Nit: please declare variables one-per-line. Change that , to a ; and write bool again on line 3085 instead of four space characters.

mizvekov added inline comments.Tue, Apr 13, 2:20 PM
clang/lib/Sema/SemaStmt.cpp
3066–3075

@Quuxplusone But I did not mean "disallow copy elision", the function will also disallow implicit move based on a parameter, so would be a bit misleading.

That solution you proposed though is more repetitive and prone to error: it does not enforce the invariant that you should always disallow copy elision when disallowing implicit move.
Even if you amend that to having one manipulator function which enforces the invariant, you still have two bools totaling four states, where only three states make sense.

I would consider a better name though, not necessarily happy with this one either.

mizvekov added inline comments.Tue, Apr 13, 2:27 PM
clang/lib/Sema/SemaStmt.cpp
3066–3075

Also I did consider making this a method, but this function is more of an implementation detail that is better to hide anyway.

@rsmith:

Actually, there is still something not quite right with this patch that I have to finish investigating.

The B5 test should not have gotten copy elision. I thought at first that we had gotten the function return type deduced during VarDecl instantiation, but we actually have a dependant type instead:

dump of FT:

FunctionProtoType 0x18597a3ed10 '<dependent type> (void)' dependent cdecl
`-BuiltinType 0x185960144e0 '<dependent type>' dependent

I think I assumed wrong that these blocks would behave similarly to lambdas with auto return.

mizvekov updated this revision to Diff 337266.Tue, Apr 13, 3:02 PM
  • Changed the downgrade* function name to disallowNRVO, given second thought, I think it's appropriate name.
  • Change to one variable declaration per statement as per Arthur's review.
mizvekov marked 3 inline comments as done.Tue, Apr 13, 3:52 PM
aaronpuchert added inline comments.Tue, Apr 13, 3:56 PM
clang/lib/Sema/SemaStmt.cpp
3066–3075

You can have more aptly named functions without dropping the invariant. I'd say you only need disallowCopyElision though, instead of disallowImplicitMove you could just directly overwrite with None.

+ + +

Tasks and exercises ▸
**A.** In the code review thread, what new name did mizvekov give the downgrade* function in Diff 337266?
**B.** Continue the code review thread from its last comment.

+ + +

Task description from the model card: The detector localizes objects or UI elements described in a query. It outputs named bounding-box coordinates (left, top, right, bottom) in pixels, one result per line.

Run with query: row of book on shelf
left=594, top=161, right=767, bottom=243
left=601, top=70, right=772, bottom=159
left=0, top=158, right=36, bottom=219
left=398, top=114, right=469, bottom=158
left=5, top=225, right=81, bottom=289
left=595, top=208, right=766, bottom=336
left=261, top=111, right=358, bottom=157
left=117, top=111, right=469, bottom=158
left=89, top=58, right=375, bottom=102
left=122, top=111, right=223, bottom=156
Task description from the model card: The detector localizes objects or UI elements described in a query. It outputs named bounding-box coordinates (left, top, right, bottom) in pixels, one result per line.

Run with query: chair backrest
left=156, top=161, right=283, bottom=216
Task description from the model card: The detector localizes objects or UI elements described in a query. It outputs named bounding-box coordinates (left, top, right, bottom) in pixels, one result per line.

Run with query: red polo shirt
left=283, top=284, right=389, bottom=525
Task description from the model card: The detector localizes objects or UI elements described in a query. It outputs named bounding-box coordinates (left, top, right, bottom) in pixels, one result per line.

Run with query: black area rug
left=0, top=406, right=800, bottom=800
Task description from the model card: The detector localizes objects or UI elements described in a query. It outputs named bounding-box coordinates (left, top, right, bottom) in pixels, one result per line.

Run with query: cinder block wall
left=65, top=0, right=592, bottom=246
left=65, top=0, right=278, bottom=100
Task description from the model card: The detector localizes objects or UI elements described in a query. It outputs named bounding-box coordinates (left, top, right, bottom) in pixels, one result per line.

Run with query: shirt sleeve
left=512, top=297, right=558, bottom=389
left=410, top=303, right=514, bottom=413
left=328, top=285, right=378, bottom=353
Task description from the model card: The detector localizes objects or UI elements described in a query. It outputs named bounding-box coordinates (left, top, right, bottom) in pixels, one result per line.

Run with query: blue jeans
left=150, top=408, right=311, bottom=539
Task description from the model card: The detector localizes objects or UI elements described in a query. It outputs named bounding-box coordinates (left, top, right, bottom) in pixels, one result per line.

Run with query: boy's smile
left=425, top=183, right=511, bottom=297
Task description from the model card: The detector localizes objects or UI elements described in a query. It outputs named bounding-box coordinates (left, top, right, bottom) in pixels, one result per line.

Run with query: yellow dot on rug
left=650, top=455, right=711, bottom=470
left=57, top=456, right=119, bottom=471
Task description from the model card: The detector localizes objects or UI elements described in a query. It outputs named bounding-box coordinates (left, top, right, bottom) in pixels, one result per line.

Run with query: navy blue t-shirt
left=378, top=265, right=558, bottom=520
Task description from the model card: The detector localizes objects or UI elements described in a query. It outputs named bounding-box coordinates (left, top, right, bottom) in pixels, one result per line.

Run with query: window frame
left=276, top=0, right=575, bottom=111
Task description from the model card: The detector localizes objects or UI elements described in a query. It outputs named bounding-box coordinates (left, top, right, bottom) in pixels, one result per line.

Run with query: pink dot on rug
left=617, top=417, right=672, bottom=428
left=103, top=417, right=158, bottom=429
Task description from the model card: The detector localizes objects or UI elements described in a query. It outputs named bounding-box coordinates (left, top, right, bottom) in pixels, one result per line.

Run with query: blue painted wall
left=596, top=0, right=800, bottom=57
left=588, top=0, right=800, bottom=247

+ + +

Your responses ▸
**A.** disallowNRVO

**B.**
3091–3092

I don't think the coding standards have a rule about this. I tend to advocate the opposite in most cases to avoid repetition, but for bool it's probably fine to repeat.

3151–3152

So the return value is trivially deducible from the post-state of Info (as Info.isCopyElidable() ? Info.Candidate : nullptr)? I guess it makes some code shorter to write, but generally it's preferable to have fewer implicit invariants.

Also it's a getter function that modifies its arguments... not saying there isn't precedent in the code, but I'd say less surprising function signatures are still better where we can have them.

mizvekov added inline comments.Tue, Apr 13, 4:29 PM
clang/lib/Sema/SemaStmt.cpp
3066–3075

But the dominant use case here is wanting to choose either one based on the language mode. So the signature taking a bool is more convenient.

Quuxplusone added inline comments.Tue, Apr 13, 4:36 PM
clang/lib/Sema/SemaStmt.cpp
3066–3075

Just to be clear, I don't see the use-case anywhere as wanting to "choose" anything based on a parameter. As my code indicated, I see the logic here as being simply "For exception variables [or whatever], disallow copy elision. _Additionally_, pre-'20, disallow even implicit move for them." And so on. No functions of boolean parameters, just straightforward English if-thens, based on the English in the standard.
I get that you're probably not going to write the straightforward code in the end; but I just wanted to push a tiny bit harder to see if anyone else sees what I see. :)

aaronpuchert added inline comments.Wed, Apr 14, 3:43 PM
clang/lib/Sema/SemaStmt.cpp
3066–3075

Your argument makes sense to me, but the function is called 5 times with a runtime parameter, so it's going to be quite a bit more code.

just straightforward English if-thens, based on the English in the standard.

Technically aren't we handling different standards at once here? So there is actually no language in any standard that contains these particular if-thens.

mizvekov updated this revision to Diff 337903.Thu, Apr 15, 2:31 PM
  • Added doc to disallowNRVO
  • Also detect implicit return type for blocks.